EXERCISE DESCRIPTION:
Please reproduce word for word the part of the gorilla trekking text starting with "#2 Uganda: Big" and going on through "in recent years.".

EXCERPT TO READ:
How to do it: Fly into Kigali to join an organised gorilla trekking tour. You’ll be driven straight to the Volcanoes National Park and one of its trekking lodges and be guided into the forest by expert local guides and rangers. The 8-day Amazing Rwanda Gorilla Adventure combines Rwanda and Uganda’s top gorilla destinations to ensure incredible sightings as well as opportunities to visit local Batwa Pygmy communities.

#2 Uganda: Big Apes & Big Game

Uganda’s gorillas live in the epically named Bwindi Impenetrable National Forest, a cloak of tangled green that covers the country’s south-west mountains. It’s more than a day’s drive from the capital Kampala or a quick flight so you’ll work a little harder to get here, but it’s worth it! Bwindi is a UNESCO World Heritage Site with over 350 bird species and 200 kinds of butterflies – and, thanks to gorilla trekking, its mountain gorilla population has grown by a third in recent years.

DATA SHOWN:
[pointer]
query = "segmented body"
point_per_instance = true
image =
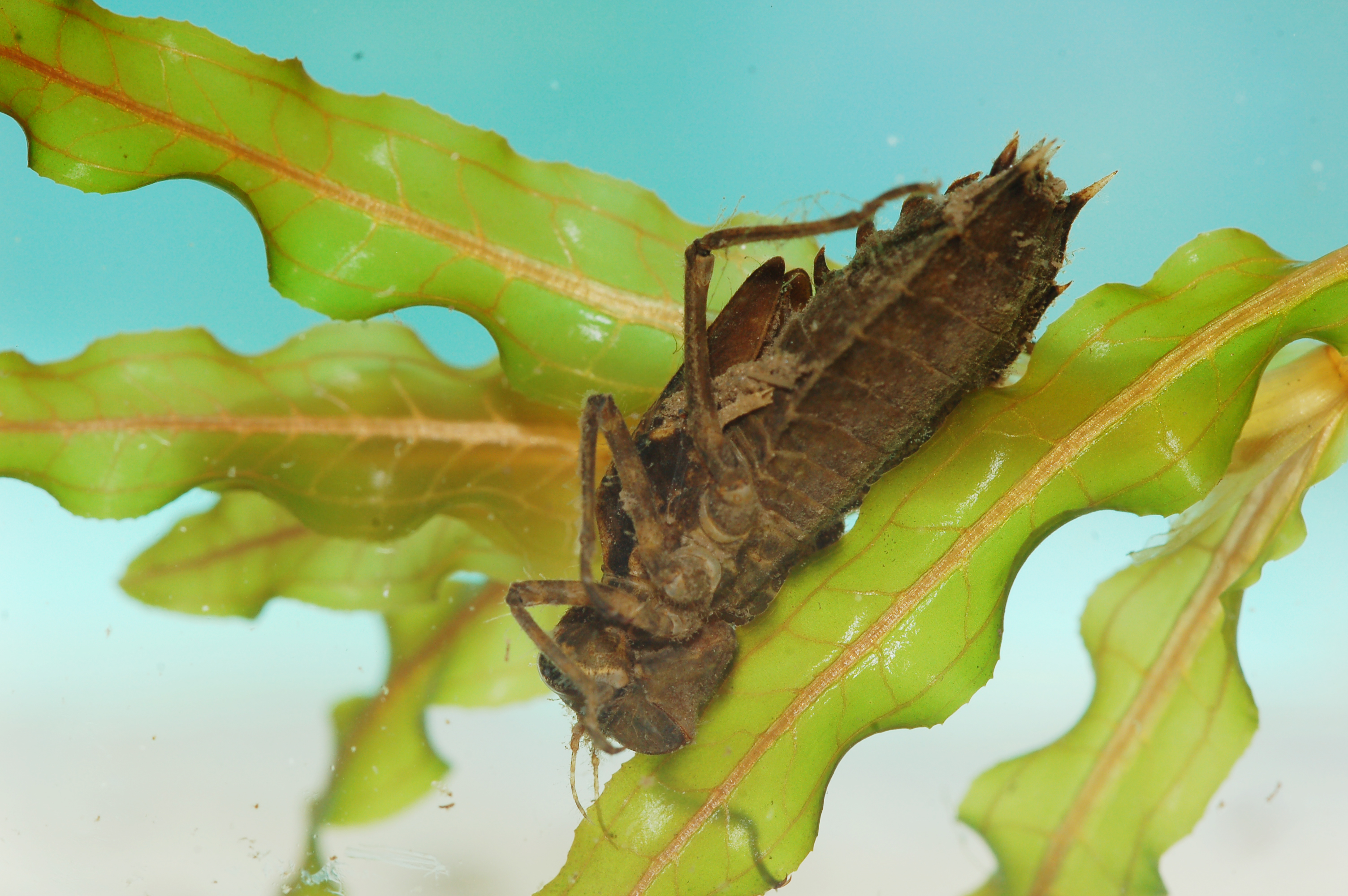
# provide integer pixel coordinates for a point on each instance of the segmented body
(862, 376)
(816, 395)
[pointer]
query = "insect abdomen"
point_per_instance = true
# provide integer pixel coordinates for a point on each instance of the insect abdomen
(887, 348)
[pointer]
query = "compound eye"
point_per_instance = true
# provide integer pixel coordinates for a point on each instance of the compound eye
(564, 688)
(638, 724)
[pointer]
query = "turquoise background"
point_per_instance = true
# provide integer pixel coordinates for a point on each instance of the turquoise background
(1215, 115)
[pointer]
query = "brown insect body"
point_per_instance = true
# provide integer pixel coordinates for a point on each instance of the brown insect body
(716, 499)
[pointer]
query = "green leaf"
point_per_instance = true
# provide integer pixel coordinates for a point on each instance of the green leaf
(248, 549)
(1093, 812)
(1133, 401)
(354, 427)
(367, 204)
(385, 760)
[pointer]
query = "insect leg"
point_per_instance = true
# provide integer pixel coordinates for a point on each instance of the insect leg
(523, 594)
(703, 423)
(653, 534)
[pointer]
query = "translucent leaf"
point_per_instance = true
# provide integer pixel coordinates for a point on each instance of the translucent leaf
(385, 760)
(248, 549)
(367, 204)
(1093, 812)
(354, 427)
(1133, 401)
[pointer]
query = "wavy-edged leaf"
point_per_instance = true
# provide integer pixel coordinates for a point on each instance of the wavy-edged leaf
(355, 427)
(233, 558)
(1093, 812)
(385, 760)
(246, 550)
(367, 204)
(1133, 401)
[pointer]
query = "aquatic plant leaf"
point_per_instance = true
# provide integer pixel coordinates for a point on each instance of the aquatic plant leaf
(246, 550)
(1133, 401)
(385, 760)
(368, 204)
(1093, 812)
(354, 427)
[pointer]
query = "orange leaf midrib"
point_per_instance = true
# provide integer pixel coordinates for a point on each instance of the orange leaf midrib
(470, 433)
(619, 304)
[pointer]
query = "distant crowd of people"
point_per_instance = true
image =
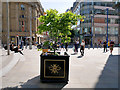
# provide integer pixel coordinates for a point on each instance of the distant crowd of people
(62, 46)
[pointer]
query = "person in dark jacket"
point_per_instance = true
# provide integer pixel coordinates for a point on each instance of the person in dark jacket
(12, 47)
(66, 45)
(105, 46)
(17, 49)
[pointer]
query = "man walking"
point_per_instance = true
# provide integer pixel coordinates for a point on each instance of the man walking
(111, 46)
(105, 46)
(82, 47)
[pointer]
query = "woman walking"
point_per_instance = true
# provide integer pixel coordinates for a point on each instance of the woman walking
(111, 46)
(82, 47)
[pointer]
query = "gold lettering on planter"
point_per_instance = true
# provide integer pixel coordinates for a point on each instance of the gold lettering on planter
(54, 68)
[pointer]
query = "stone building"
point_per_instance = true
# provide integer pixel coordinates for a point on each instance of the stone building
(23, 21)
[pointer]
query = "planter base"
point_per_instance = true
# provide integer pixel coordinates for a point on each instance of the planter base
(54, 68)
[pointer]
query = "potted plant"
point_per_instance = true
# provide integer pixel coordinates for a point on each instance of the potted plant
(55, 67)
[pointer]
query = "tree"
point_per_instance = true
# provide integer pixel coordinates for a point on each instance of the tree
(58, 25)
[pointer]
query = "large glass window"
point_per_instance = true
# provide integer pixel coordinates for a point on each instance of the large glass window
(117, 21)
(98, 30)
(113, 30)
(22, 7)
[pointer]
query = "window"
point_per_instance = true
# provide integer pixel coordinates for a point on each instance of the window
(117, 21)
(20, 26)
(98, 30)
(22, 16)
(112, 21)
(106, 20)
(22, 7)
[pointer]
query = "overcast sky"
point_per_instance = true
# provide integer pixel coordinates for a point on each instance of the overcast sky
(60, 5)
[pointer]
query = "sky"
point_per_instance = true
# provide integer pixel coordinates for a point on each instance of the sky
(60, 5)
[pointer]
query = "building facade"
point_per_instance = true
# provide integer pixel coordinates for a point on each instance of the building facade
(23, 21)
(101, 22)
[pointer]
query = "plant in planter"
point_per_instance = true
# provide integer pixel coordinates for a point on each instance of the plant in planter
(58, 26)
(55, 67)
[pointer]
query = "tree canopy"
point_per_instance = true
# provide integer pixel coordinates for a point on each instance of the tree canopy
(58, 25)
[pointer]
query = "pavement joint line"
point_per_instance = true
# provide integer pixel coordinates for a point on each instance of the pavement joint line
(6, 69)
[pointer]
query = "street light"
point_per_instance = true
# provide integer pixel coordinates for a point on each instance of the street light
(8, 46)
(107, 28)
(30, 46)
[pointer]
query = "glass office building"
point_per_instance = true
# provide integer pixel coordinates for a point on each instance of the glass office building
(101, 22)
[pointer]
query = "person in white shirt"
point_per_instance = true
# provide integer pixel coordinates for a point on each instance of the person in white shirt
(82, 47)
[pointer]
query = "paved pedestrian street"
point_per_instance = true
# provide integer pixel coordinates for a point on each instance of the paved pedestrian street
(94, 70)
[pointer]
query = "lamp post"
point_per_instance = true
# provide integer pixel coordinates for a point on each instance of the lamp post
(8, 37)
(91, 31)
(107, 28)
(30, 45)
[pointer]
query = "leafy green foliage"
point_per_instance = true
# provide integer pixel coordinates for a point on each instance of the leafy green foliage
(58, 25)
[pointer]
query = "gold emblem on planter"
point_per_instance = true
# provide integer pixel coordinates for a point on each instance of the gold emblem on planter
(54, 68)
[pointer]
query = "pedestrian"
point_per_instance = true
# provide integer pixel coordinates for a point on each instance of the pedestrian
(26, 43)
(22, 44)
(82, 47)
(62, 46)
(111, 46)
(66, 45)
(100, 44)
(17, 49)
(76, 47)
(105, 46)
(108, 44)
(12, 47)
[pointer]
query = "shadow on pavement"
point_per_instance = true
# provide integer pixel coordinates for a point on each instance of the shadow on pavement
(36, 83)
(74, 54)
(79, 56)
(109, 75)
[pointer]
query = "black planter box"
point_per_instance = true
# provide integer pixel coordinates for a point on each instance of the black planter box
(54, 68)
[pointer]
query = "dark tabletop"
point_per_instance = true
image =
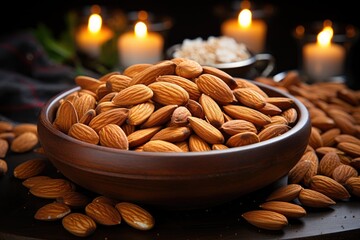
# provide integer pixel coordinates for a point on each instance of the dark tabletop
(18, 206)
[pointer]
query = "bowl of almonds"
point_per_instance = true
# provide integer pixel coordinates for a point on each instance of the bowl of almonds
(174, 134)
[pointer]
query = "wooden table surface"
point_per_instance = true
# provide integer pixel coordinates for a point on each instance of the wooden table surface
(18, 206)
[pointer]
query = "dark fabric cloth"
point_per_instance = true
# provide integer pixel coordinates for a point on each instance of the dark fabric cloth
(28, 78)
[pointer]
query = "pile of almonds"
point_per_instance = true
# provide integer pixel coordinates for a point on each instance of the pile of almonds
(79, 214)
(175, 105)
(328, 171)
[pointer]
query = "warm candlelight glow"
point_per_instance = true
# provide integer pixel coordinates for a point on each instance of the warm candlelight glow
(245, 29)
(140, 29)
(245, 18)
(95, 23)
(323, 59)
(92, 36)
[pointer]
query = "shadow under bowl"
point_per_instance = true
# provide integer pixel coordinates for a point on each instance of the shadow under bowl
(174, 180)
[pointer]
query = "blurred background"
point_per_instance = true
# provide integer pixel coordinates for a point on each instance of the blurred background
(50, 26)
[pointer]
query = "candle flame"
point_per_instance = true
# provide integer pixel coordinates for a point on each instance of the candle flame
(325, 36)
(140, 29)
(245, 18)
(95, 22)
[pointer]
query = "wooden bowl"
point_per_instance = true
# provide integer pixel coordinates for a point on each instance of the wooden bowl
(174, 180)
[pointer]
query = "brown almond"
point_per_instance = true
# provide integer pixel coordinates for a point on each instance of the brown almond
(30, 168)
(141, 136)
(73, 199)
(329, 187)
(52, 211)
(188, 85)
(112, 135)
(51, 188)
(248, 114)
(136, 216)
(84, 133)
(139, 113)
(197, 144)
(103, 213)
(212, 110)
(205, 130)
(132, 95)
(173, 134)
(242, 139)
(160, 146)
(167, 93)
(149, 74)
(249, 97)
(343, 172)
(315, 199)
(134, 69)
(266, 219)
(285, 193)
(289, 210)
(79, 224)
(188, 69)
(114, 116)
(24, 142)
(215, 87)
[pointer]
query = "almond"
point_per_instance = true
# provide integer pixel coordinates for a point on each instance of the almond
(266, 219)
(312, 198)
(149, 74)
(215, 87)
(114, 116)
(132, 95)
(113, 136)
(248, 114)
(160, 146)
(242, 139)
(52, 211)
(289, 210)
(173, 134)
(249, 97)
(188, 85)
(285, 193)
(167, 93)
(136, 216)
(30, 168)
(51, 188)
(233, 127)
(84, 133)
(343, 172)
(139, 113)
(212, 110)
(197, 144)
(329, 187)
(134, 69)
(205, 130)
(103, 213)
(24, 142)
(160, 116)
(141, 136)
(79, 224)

EXPECTED ANSWER:
#2 Uganda: Big Apes & Big Game

Uganda’s gorillas live in the epically named Bwindi Impenetrable National Forest, a cloak of tangled green that covers the country’s south-west mountains. It’s more than a day’s drive from the capital Kampala or a quick flight so you’ll work a little harder to get here, but it’s worth it! Bwindi is a UNESCO World Heritage Site with over 350 bird species and 200 kinds of butterflies – and, thanks to gorilla trekking, its mountain gorilla population has grown by a third in recent years.